SOURCE MATERIAL:

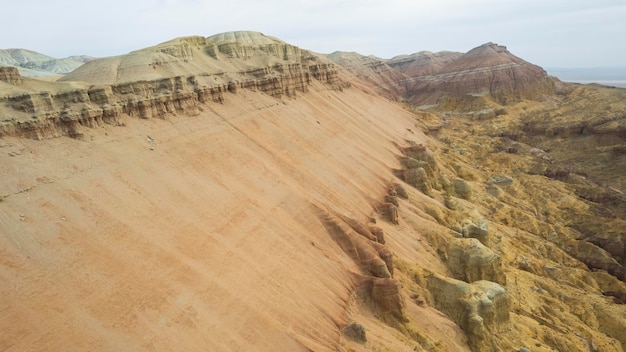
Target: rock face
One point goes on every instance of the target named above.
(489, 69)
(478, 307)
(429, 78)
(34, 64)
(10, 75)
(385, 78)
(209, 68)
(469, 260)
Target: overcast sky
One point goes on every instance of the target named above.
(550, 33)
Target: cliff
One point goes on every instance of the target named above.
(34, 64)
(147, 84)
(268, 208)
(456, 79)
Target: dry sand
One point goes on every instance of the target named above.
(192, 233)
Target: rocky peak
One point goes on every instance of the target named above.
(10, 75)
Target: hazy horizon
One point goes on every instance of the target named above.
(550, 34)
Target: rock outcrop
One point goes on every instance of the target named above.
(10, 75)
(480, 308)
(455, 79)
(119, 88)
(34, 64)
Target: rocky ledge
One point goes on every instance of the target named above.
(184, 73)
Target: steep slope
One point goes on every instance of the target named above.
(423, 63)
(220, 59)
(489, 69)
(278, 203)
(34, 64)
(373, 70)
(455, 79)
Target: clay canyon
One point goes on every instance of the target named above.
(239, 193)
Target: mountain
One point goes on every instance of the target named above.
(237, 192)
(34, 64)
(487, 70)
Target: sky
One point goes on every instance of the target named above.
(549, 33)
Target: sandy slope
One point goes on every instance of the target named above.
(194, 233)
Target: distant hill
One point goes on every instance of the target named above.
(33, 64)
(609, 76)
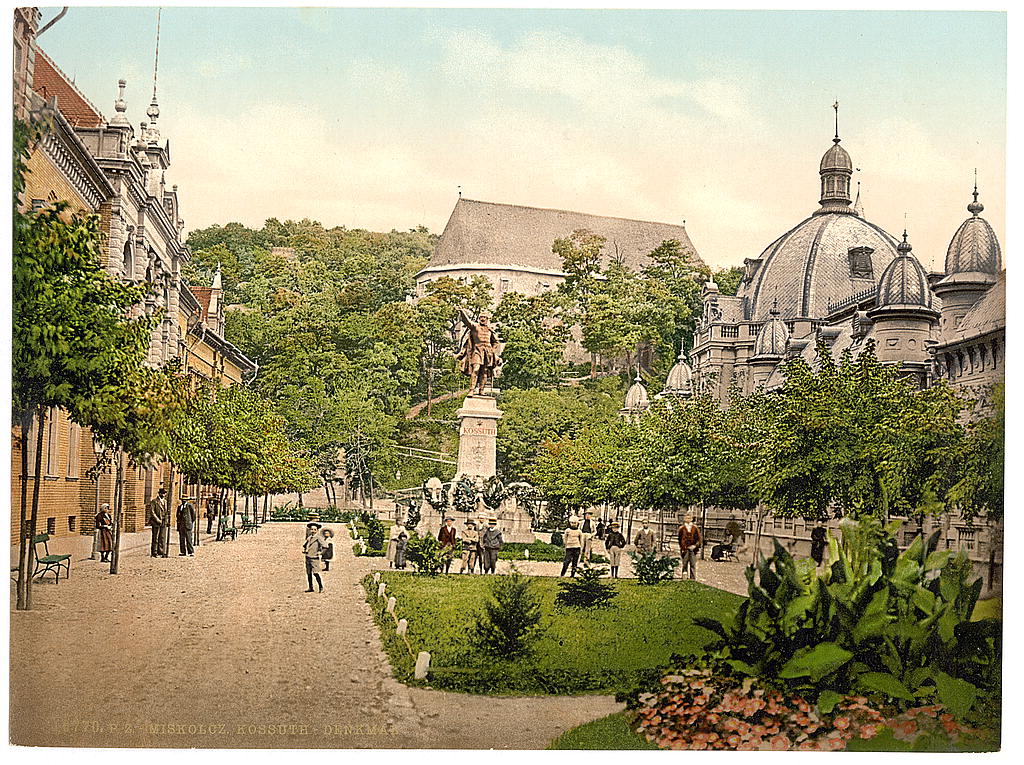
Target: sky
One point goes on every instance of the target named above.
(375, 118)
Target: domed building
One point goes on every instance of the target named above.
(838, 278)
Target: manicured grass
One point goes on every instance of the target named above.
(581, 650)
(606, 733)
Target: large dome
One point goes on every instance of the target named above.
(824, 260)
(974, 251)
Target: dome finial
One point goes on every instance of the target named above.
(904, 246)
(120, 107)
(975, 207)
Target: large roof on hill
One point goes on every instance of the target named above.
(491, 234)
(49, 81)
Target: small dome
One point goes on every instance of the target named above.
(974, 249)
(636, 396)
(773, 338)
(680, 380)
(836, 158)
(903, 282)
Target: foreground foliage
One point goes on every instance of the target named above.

WHAT IS EXPECTED:
Would you give the records again exactly, dropping the pictures?

RESPONSE TO THE EXERCISE:
Target: rock face
One point goes on every instance of the target named above.
(489, 69)
(478, 307)
(429, 78)
(34, 64)
(10, 75)
(385, 78)
(209, 68)
(469, 260)
Target: overcast sky
One point goes on every instance of the target named above.
(550, 33)
Target: cliff
One point goes on every instance of the target named above.
(34, 64)
(147, 84)
(268, 208)
(456, 79)
Target: dry sand
One point goes on every instance of the target named above.
(192, 233)
Target: rocky peak
One point goes on every instance of the target named above.
(10, 75)
Target: hazy horizon
One point goes on every instance of the target named above.
(550, 34)
Target: rock outcrop
One point goes on every instance of the target named above.
(10, 75)
(480, 308)
(455, 79)
(119, 88)
(34, 64)
Target: rocky ledge
One point goes on every instance of the target named above.
(184, 73)
Target: steep slope
One point goes on every instance of the target named above.
(423, 63)
(220, 59)
(489, 69)
(278, 203)
(34, 64)
(373, 70)
(455, 79)
Target: clay canyon
One point goes on every instance of the target named above.
(239, 193)
Target: mountain
One point goes on every instance of the target named above.
(237, 192)
(34, 64)
(487, 70)
Target: sky
One point goes on every instance of the target named above.
(549, 33)
Target: sandy slope
One point goes on every instance of the target named above.
(194, 233)
Target: distant hill
One point goes on every instance of the target named above.
(33, 64)
(609, 76)
Target: sky
One point goes on every instance of the target named above.
(375, 118)
Target: domed building
One point goes on every instance of the target named above.
(838, 278)
Target: manicured grass
One point goes on every instance of the target named above.
(581, 650)
(606, 733)
Target: large dome
One point goes on every instance of the target named above.
(824, 260)
(974, 251)
Target: dome finial
One point goes on every instance of the target named above.
(904, 246)
(120, 107)
(975, 207)
Target: large roof on hill
One point goes on every instance of the target named above.
(491, 234)
(49, 81)
Target: small dome
One point goes on every instance of the target named above.
(974, 249)
(636, 396)
(773, 338)
(680, 380)
(836, 158)
(903, 282)
Target: foreground foliage
One point goes on every instance of the target named above.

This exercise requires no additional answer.